- TEXTO EXTRAÍDO:
======
España traía a Puskas, Del Sol, Gento y Distéfano, verdaderas “joyas” mundiales pertenecientes a los “merengues” del Real Madrid.
Los rusos, temibles por sus resultados pragmáticos, alzaban a Lev Yashin como el mejor arquero del mundo…”la araña negra” del Dynamo de Moscú.
Y Brasil….ahhh…Brasil y su “scratch”. Brasil y Pelé…Brasil y Amarildo, Didí, Vavá, Garrincha, Gilmar, Nilton Santos, Djalma Santos y Zagallo. La “verde-amarelha” triunfadora de Suecia y envidia de todos los “peloteros” del universo.
Pero, Chile no les iba en zaga. Habíamos logrado armar un “equipito” nada despreciable, pues en los meses de preparación para el gran torneo, nuestra selección derrotó a muchos cuadros europeos de fuste y fama. Pero un “Mundial” era otra cosa. Sin embargo no teníamos muchos temores, ya que contábamos con verdaderos “maestros” del balompié, como Raúl Sánchez, Jorge Toro, Jaime Ramírez, Luis Eyzaguirre, Honorino Landa, Leonel Sánchez y Tito Fouilloux.
Los días previos a la inauguración de ese campeonato, la adrenalina corría por las calles de Santiago opacando todas las otras actividades del quehacer nacional. La política, el sindicalismo, las huelgas, la pobreza y las discrepancias religiosas, ideológicas o económicas, pasaron a un segundo plano durante más de un mes.
Don Jorge Alessandri, ante un Estadio Nacional colmado hasta las banderas, inauguró el certamen con frases cortas y espartanas.
======
- MATERIAL:
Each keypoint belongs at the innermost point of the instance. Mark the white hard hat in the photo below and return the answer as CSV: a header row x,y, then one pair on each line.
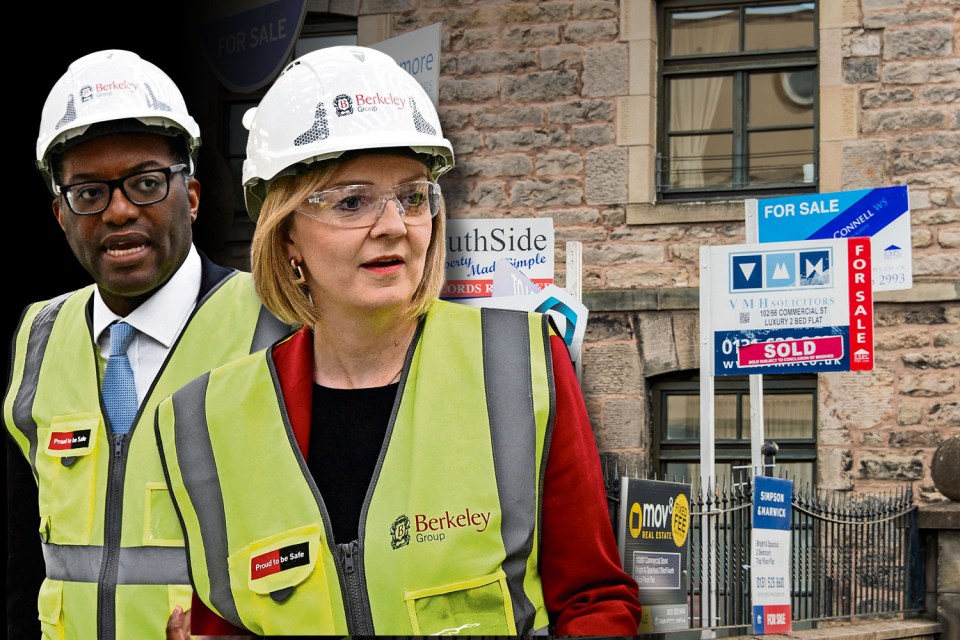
x,y
109,86
331,101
======
- INSTRUCCIONES:
- a) Transcribe del fragmento sobre el Mundial el pasaje comprendido entre "Los días previos" y "cortas y espartanas.", ambos incluidos.
- b) Retoma el fragmento sobre el Mundial y prosíguelo a partir de su última oración.

- RESPUESTAS:
- a)
Los días previos a la inauguración de ese campeonato, la adrenalina corría por las calles de Santiago opacando todas las otras actividades del quehacer nacional. La política, el sindicalismo, las huelgas, la pobreza y las discrepancias religiosas, ideológicas o económicas, pasaron a un segundo plano durante más de un mes.
Don Jorge Alessandri, ante un Estadio Nacional colmado hasta las banderas, inauguró el certamen con frases cortas y espartanas.

- b)
El primer partido lo disputaron Chile y Suiza, con un triunfo nuestro de tres goles contra uno. Era la locura. Yo dancé hasta las dos de la madrugada en la Plaza Italia esa noche, acompañando a los miles de fanáticos que llenaron la Alameda con serpentinas, papeles, banderas y cánticos.
A la semana siguiente, nuestra selección derrotó 2 x 0 a los encumbrados italianos, en un partido que se caracterizó por el juego rudo, las patadas y los golpes de puño. Jorge Toro abrió el marcador con un disparo desde veinte metros. Jaime Ramírez puso la lápida a los itálicos con un cabezazo que provocó las iras de los europeos. Sin embargo, Leonel Sánchez aplacó la furia de los peninsulares con un puñetazo en la gran mandíbula de David, lanzándolo al suelo y quebrándole dos dientes. Esa tarde -recuerdo claramente cómo berreaba el Estadio- sentí inmenso orgullo por haber nacido en esta tierra olvidada.
Mientras, en las otras sedes –Arica, Viña del Mar y Rancagua- se avizoraba la clasificación de equipos poderosos y preocupantes, como Rusia, Brasil, Checoslovaquia, Hungría y Yugoslavia, quienes junto a Alemania y Chile parecían seguros candidatos a los cuartos de final.
Los germanos nos derrotaron fácilmente 2 x 0 en una tarde nublada y fría, obligándonos a definir el paso a las semifinales con el poderoso equipo soviético en Arica, en el Estadio “Carlos Dittborn”, donde nuestro equipo derrotó a los rusos en un partido histórico, 2 x 1, con goles de Leonel Sánchez y Eladio Rojas. ¡¡Chile había aplastado con su bota huasa el cuerpo peludo de la famosa “araña negra”!! ¡¡Chile pasaba a las semifinales!! ¡¡Chile estaba entre los cuatro mejores equipos del mundo!!
Frente a nosotros se alineaban gigantes del fútbol. Checoslovaquia, Brasil y Yugoslavia. Dos sudamericanos y dos europeos orientales.
Brasil nos derrotó 4 x 2 en un partido de “meta y ponga”, donde el puntero derecho carioca, Garrincha, fue la sensación de la tarde.
Mientras, en Viña del Mar, Checoslovaquia vencía a Yugoslavia en un encuentro frío y de trámite pragmático.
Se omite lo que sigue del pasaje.